Perhaps the most heart-wrenching moment of the press conference came when Reid was asked about Mahomes’ mental state. The physical pain of a torn knee is one thing; the psychological burden of a lost season is another.
“I’ve had a good visit with him a couple of different times,” Reid shared, offering a glimpse behind the curtain. “He’s in a good place. You know, he always feels like he let people down. But then he comes back and he’s ready for the challenge ahead.”
That admission—that a three-time Super Bowl champion who has carried a city on his back for years feels he has “let people down”—speaks volumes about the internal pressure driving the Chiefs. It reveals the human cost of high expectations. Mahomes isn’t just battling biology; he is battling the weight of a franchise that has forgotten how to lose.
Reid was quick to pivot from the emotional to the practical, emphasizing that the “real” challenge now is simply the process. “He’s just got to get through surgery, wherever it might be, and then move on from there.”
The End of the Playoff Streak
The context of this injury makes the pill even bitterer to swallow. The loss to the Chargers officially eliminated the Chiefs from postseason contention, snapping a remarkable streak of ten consecutive playoff appearances. For a generation of fans, watching the Chiefs in January has been a birthright. Now, they face a desolate December and a long, quiet January.
Reid acknowledged the frustration but offered a pragmatic view on the life cycle of NFL teams. “We strive for excellence, we try to do that every year,” he explained. “Things happen though in this league. There’s a ton of parity, and sometimes you end up on the short end of it.”

§ Data provided
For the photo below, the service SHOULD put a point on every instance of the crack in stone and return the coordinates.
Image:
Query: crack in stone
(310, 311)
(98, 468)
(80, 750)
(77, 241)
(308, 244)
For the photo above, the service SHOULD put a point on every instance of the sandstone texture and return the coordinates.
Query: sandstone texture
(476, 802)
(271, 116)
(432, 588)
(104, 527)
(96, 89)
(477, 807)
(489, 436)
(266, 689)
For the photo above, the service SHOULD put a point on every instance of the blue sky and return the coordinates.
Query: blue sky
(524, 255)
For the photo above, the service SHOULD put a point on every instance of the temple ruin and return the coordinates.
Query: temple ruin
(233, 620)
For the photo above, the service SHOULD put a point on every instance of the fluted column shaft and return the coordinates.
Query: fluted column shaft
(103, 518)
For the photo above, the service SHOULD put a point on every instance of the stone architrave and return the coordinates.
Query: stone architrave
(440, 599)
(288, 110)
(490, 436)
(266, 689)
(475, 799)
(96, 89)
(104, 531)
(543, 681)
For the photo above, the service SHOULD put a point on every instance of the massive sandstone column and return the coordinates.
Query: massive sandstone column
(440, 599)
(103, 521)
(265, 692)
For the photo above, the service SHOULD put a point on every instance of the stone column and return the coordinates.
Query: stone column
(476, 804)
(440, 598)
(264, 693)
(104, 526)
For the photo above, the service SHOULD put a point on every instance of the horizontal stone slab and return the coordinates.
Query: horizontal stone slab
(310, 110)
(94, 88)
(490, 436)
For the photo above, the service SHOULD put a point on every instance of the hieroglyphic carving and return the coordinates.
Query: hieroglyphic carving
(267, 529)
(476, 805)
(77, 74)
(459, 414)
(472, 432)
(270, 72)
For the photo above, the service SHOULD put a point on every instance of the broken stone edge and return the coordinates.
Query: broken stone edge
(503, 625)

§ Try it
Write out the piece on Reid and Mahomes again, starting with "Perhaps the most" and going on through "season is another.", with "press conference" replaced by "media session".

§ Problem solution
Perhaps the most heart-wrenching moment of the media session came when Reid was asked about Mahomes’ mental state. The physical pain of a torn knee is one thing; the psychological burden of a lost season is another.